▶ [Study text]
____________

This letter was written by a person incarcerated at CMC (California Men’s Colony).
In April, I received a ducat pass to appear down at the clinic. Around this time American healthcare professionals were screaming about the lack of PPE in the hospitals and clinics where they worked. Despite that, when I stepped into the clinic at Soledad the only PPE anyone was wearing were gloves. That’s it!
I pulled up short just inside the door and watched as nurses and doctors flitted from here to there without a professional care. I turned left, gave my ducat to the officer at the desk, and said, “I’m not staying here.” “You have to stay to sign the refusal form,” the correctional officer says to me.
In seconds I scan the room. Poor ventilation, crowds of prisoners stuck close together, officers and medical staff just walkin’ around like the pandemic doesn’t exist. “Nope,” I say, “Not gonna do it.”
These words and any others like them are erythema to an officer’s sense of absolute authority. I knew this, but I couldn’t walk into and then stay in that room. The female officer (who wasn’t sitting down) walked up to me and with an attitude way too big for her britches loudly said, “You need to sit down and wait here until we can get a refusal slip for you to sign.”
Instead of answering her, I began to point out the various things that were wrong with the scene to all of the prisoners who were in the room. The last thing that I pointed out was how these two officers spend close to eight hours in close proximity. They command us to socially distance, but that is not scientifically sound. Because they would be the ones to introduce the virus to us and not the other way around.
Sometimes when you make too much sense some people don’t like it too much.
As the inmates began to murmur, the male officer comes around the desk and approaches me. I raise my hands and back away into the hallway. All nine buildings annex off of this corridor, thus it is reasonably full of people. This is the only reasonably safe place that exists for me. They follow me out faces full of anger at my audacity to stand up for myself.
They argue and I discuss. They’re loud and I am level in my tone and this seems to make them hotter. The male officer pulls out his handcuffs, the woman reaches for her baton. If he attempts to cuff me I won’t resist but that doesn’t mean much.
If they want to get rough I’ll just have to take it. If I resist then I’ll wind up with an ‘assault’ charge. I wound up getting such a charge anyway, but that’s another story.
Anyway, a sergeant comes out of one of these buildings, sees what’s going on, and steps over to where we were. He’s level headed and sees my point. Tells me to head on back to my housing unit building, and that was that.

____________

▶ [Information shown]
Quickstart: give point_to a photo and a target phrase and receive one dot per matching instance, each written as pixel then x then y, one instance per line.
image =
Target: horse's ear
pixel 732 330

____________

▶ [Task description] Change "gloves" to "masks" in the letter's text between "This letter was" and "says to me.", inclusive, and write out that passage. The listing comes from a separate source.

▶ [Answer to this problem]
This letter was written by a person incarcerated at CMC (California Men’s Colony).
In April, I received a ducat pass to appear down at the clinic. Around this time American healthcare professionals were screaming about the lack of PPE in the hospitals and clinics where they worked. Despite that, when I stepped into the clinic at Soledad the only PPE anyone was wearing were masks. That’s it!
I pulled up short just inside the door and watched as nurses and doctors flitted from here to there without a professional care. I turned left, gave my ducat to the officer at the desk, and said, “I’m not staying here.” “You have to stay to sign the refusal form,” the correctional officer says to me.